Please arrange every one of the lines below as a Markdown table with the columns Row and Line, numbering each row and skipping blank lines. Leave the pictures out of your answer.

→ **GIVEN RECORDS**:
^^^^^^^^
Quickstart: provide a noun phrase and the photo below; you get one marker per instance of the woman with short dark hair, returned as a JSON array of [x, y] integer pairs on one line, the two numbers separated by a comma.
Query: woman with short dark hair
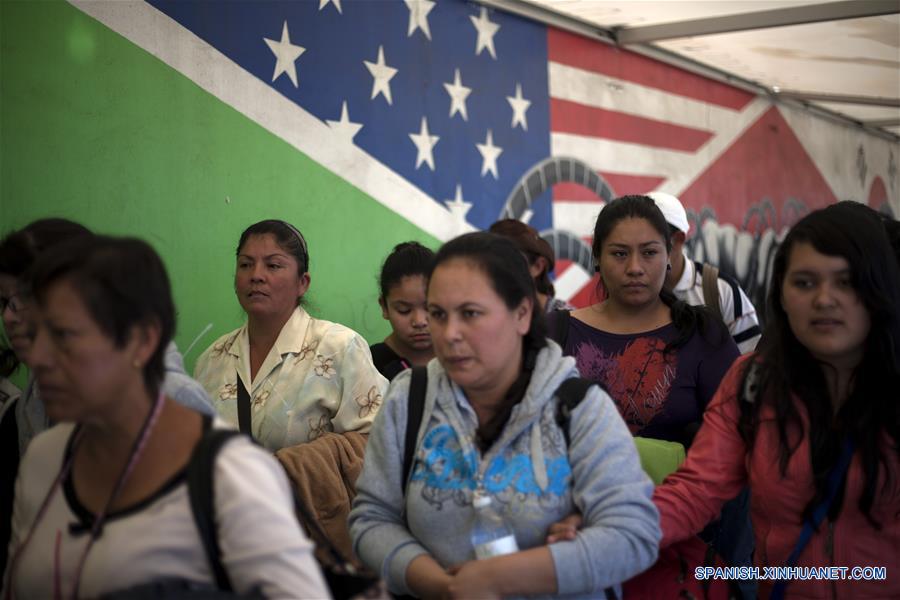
[[293, 377], [102, 504], [491, 433]]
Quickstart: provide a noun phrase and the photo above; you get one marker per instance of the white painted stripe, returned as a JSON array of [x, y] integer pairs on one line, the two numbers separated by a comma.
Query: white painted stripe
[[176, 46], [571, 281], [697, 164], [619, 157], [679, 168], [576, 217], [602, 91]]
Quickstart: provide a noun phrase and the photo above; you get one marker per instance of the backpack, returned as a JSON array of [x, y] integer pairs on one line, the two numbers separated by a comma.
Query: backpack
[[672, 576], [569, 394], [341, 577]]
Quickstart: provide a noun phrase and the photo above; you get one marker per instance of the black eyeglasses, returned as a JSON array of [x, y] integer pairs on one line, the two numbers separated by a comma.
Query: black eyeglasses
[[15, 303]]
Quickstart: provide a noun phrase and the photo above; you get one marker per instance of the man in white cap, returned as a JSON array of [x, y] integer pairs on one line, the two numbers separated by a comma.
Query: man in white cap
[[686, 279]]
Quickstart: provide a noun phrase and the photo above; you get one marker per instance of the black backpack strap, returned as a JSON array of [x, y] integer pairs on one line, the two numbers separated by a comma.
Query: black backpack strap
[[560, 331], [243, 407], [201, 493], [749, 390], [569, 393], [418, 383]]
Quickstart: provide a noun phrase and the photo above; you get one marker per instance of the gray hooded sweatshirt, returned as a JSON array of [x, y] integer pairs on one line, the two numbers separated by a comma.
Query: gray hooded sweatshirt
[[532, 478]]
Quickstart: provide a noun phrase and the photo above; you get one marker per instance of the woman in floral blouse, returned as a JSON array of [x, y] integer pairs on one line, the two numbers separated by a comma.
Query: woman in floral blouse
[[304, 376]]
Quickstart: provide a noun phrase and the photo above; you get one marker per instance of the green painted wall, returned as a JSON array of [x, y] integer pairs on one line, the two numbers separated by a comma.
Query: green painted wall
[[94, 129]]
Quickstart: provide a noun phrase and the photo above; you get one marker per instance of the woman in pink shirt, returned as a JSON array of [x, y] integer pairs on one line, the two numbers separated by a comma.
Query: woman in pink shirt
[[822, 384]]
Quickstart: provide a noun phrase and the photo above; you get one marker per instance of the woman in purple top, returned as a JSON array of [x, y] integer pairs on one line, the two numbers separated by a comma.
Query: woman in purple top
[[660, 359]]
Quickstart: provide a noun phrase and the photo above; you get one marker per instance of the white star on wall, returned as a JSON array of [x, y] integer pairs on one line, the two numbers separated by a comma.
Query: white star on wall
[[458, 94], [285, 54], [418, 16], [486, 30], [337, 4], [489, 154], [519, 106], [381, 74], [424, 145], [345, 128], [458, 207]]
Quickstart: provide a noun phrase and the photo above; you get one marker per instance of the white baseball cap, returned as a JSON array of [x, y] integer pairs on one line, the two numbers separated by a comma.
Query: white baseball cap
[[672, 210]]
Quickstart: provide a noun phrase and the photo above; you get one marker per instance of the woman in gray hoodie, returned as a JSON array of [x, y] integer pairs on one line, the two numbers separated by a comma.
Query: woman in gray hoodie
[[490, 428]]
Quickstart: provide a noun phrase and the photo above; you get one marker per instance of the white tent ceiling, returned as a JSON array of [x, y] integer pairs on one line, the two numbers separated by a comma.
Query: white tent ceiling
[[844, 62]]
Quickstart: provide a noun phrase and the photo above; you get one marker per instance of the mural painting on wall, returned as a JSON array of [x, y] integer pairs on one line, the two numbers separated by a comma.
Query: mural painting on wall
[[455, 115]]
^^^^^^^^
→ **WRITTEN SOLUTION**:
| Row | Line |
|---|---|
| 1 | Quickstart: provide a noun phrase and the photo below; you get one marker per instance of the woman with short dark hair, returned as a JSON array of [x, y] integer pairs on one line, the two numbers separated by a comma. |
| 2 | Query: woman with short dark hair |
| 3 | [[293, 377], [102, 504], [491, 433]] |
| 4 | Quickstart: provide a noun phrase and the photo above; you get one marker per instance of the white painted stripe, returned as a JSON array of [x, y] integer pairs on one line, the two numbers separated by a comma. |
| 5 | Query: white painted stripe |
| 6 | [[176, 46], [571, 281], [697, 164], [619, 157], [679, 168], [576, 217], [602, 91]] |
| 7 | Quickstart: provide a noun phrase and the photo above; you get one marker per instance of the backpack, returned as a JSON array of [x, y] integer pairs on one line, the two numbers separated by a comma. |
| 8 | Query: backpack |
| 9 | [[672, 576], [569, 394], [341, 577]] |
| 10 | Quickstart: provide a noun phrase and the photo above; you get one marker per instance of the black eyeglasses, returned as a JSON array of [x, y] integer pairs on one line, the two numbers separated by a comma. |
| 11 | Query: black eyeglasses |
| 12 | [[15, 303]] |
| 13 | Quickstart: provide a noun phrase and the photo above; you get one marker per instance of the man in white cap, returned as a JSON array of [x, y] integer pairs on one line, the two numbers separated by a comma. |
| 14 | Query: man in white cap |
| 15 | [[686, 279]] |
| 16 | Quickstart: provide a noun phrase and the photo above; you get one marker per instance of the black backpack strap, returned as a JSON array of [x, y] integer pairs on one line, the two numbers separated by a comma. |
| 17 | Query: black backpack strap |
| 18 | [[560, 331], [243, 407], [201, 493], [749, 390], [569, 393], [418, 383]] |
| 19 | Quickstart: provide a noun phrase and the photo above; you get one marker per instance of the gray hooded sweatshirt, returned as a JSON array of [x, y] integer pairs on one line, the two numbers separated by a comma. |
| 20 | Query: gray hooded sweatshirt |
| 21 | [[532, 478]] |
| 22 | Quickstart: provide a noun phrase and the photo above; you get one marker per instance of the woman in floral blouse, returned as a JSON array of [x, y] integer pairs on one line, the two numbers separated by a comma. |
| 23 | Query: woman in floral blouse |
| 24 | [[304, 376]] |
| 25 | Quickstart: provide a noun phrase and the photo above; you get one marker per instance of the green painted wall, returned as a JSON array of [x, y] integer pairs on one line, the two numbers separated by a comma. |
| 26 | Query: green painted wall |
| 27 | [[94, 129]] |
| 28 | Quickstart: provide a noun phrase and the photo above; you get one marker per instance of the woman in pink shirt, returned as a JSON array of [x, y] integer pairs on one line, the two numbers separated by a comma. |
| 29 | Query: woman in pink shirt |
| 30 | [[822, 384]] |
| 31 | Quickstart: provide a noun phrase and the photo above; you get one marker per instance of the woman in purple top, returned as a JSON array of [x, y] integer pairs on one line, the two numbers separated by a comma. |
| 32 | Query: woman in purple top |
| 33 | [[660, 359]] |
| 34 | Quickstart: provide a noun phrase and the photo above; you get one marker per instance of the white star on wall, returned as a JSON array of [x, y] integer pairs on one line, the two numbers separated by a comma. |
| 35 | Query: white star on wall |
| 36 | [[458, 94], [285, 54], [418, 16], [486, 30], [337, 4], [489, 154], [519, 106], [381, 74], [424, 145], [345, 128], [458, 207]] |
| 37 | Quickstart: provide a noun phrase and the photo above; you get one marker per instance of the white baseball cap, returned as a JSON array of [x, y] integer pairs on one line, the two numbers separated by a comma. |
| 38 | Query: white baseball cap |
| 39 | [[672, 210]] |
| 40 | Quickstart: provide a noun phrase and the photo above; you get one marker per instance of the woman in gray hoodie, returned as a JSON array of [x, y] integer pairs on one line, the two numbers separated by a comma. |
| 41 | Query: woman in gray hoodie |
| 42 | [[490, 428]] |
| 43 | Quickstart: provide a noun phrase and the photo above; you get one marker per instance of the white tent ceiling, returned as a JSON array of [x, y] integer pairs on one line, the two numbers separated by a comma. |
| 44 | Query: white tent ceiling |
| 45 | [[844, 62]] |
| 46 | Quickstart: provide a noun phrase and the photo above; you get one marker per instance of the mural painting on wall, returned as a JSON array of [x, y] integer pairs on one line, the two numbers separated by a comma. |
| 47 | Query: mural painting on wall |
| 48 | [[455, 115]] |